··· Source extract ···

1. Field of the Invention
The present invention relates to a fan control system and in particular to a fan control system controlling a plurality of fans.
2. Description of the Related Art
In general, device fans normally run when a power is supplied. The power can turn the fan on or off but the power cannot provide other control functions which are provided by a coupled controller such as multiple operating speeds controller.
Additionally, the controller 10 can only control a limited number of fans and the number of controllers increase with the number of fans or output signals thereof, such that costs of the fan control system increase.
If the temperature sensor 74 is not included within the fan 52, the host machine 50 dynamically passes temperature data to the fan 52 via system bus 64. The controller 56 alters the rpm of the fan motor 76 according to the passed temperature data.
Although the controller 56 alters the rpm of the fan motor 76 according to the temperature signal sent by the temperature sensor 74 or the temperature data passed by the host machine 50, the controller 56 does not monitor and amend fan 54.
It is therefore an object of the present invention to provide a fan control system with increasing system flexibility.
The fan control system comprises a plurality of fans each having a control device. The control devices of fans designate one fan as a master fan and the others as slave fans according to a specific designation method. The control device of the master fan actively analyzes operating states of all fans to control the operating states of those fans.

···

§ **Exercise objective**: In the fan control excerpt, what does the control device of the master fan do? The material after this stands apart from the fan control excerpt.

··· Given material ···

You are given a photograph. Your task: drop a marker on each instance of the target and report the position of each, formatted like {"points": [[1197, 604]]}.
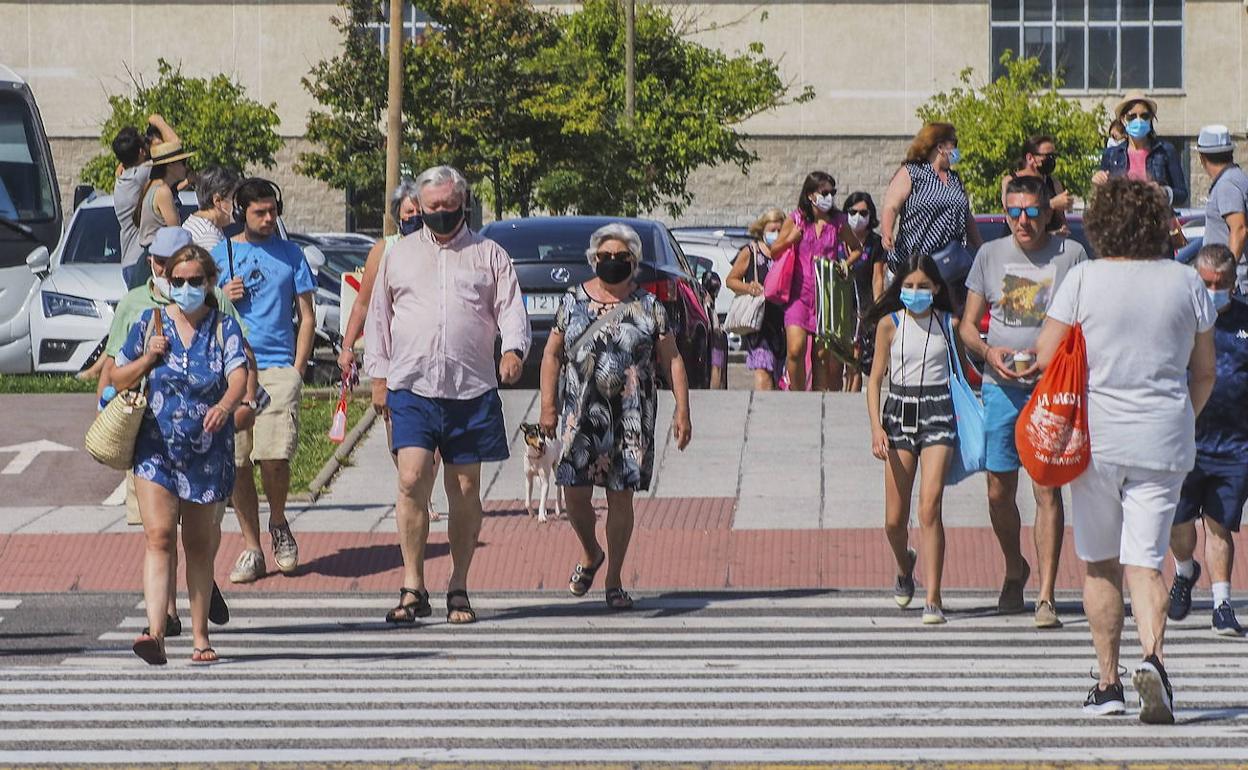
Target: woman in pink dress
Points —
{"points": [[814, 231]]}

···

§ **Complete answer**: It actively analyzes the operating states of all the fans to control their operating states.